**WHAT NEEDS TO BE DONE:**
Render the stretch from the line containing "Quality check round. The original labels for man standing" through the last line as a Markdown table with the columns Row and Line, skipping any blank lines.

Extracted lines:
= = =

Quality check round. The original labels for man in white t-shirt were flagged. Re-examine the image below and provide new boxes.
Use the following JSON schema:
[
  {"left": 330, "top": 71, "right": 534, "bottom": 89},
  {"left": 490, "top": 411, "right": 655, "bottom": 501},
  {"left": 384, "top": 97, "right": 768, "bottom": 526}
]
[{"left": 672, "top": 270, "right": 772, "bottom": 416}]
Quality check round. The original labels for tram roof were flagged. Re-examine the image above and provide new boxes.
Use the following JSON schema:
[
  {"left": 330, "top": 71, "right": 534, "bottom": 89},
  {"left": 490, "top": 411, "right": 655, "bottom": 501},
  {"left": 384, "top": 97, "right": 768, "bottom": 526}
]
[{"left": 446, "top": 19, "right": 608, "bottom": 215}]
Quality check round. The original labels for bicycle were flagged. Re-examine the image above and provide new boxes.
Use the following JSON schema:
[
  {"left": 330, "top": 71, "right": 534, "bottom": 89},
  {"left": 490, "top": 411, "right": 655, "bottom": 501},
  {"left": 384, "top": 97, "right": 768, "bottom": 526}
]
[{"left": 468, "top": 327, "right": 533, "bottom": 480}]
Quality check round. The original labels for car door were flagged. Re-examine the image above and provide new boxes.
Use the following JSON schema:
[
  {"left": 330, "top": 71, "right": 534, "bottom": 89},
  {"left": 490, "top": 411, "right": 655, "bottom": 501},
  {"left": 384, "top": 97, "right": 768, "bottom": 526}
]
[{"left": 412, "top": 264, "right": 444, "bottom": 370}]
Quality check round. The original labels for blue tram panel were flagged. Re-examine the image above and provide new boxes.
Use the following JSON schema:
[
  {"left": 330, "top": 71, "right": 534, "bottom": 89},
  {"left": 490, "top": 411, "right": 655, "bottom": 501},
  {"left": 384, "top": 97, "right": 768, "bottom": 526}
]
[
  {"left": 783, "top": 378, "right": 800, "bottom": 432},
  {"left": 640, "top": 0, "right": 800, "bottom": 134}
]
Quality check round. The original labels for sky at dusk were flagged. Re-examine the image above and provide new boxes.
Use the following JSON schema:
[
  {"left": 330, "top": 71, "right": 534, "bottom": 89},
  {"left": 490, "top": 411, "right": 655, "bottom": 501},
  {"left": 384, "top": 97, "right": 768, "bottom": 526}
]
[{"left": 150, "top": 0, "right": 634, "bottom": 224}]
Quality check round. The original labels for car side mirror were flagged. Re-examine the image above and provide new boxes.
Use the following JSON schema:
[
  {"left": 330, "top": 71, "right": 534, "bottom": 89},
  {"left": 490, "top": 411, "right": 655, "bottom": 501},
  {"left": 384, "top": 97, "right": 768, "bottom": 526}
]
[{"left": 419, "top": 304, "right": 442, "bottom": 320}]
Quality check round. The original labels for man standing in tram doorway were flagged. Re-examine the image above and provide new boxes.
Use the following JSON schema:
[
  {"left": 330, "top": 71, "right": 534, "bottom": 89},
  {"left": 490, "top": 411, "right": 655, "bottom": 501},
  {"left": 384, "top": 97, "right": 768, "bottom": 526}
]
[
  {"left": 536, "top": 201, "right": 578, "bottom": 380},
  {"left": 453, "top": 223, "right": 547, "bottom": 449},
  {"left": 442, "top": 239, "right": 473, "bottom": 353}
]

= = =

**SOLUTION TO THIS TASK:**
| Row | Line |
|---|---|
| 1 | Quality check round. The original labels for man standing in tram doorway were flagged. Re-examine the image above and provide new boxes. |
| 2 | Use the following JSON schema: |
| 3 | [ |
| 4 |   {"left": 330, "top": 71, "right": 534, "bottom": 89}, |
| 5 |   {"left": 490, "top": 411, "right": 655, "bottom": 501}, |
| 6 |   {"left": 384, "top": 97, "right": 768, "bottom": 526} |
| 7 | ] |
| 8 | [ |
| 9 |   {"left": 536, "top": 201, "right": 578, "bottom": 380}, |
| 10 |   {"left": 453, "top": 223, "right": 547, "bottom": 449}, |
| 11 |   {"left": 442, "top": 239, "right": 473, "bottom": 353} |
| 12 | ] |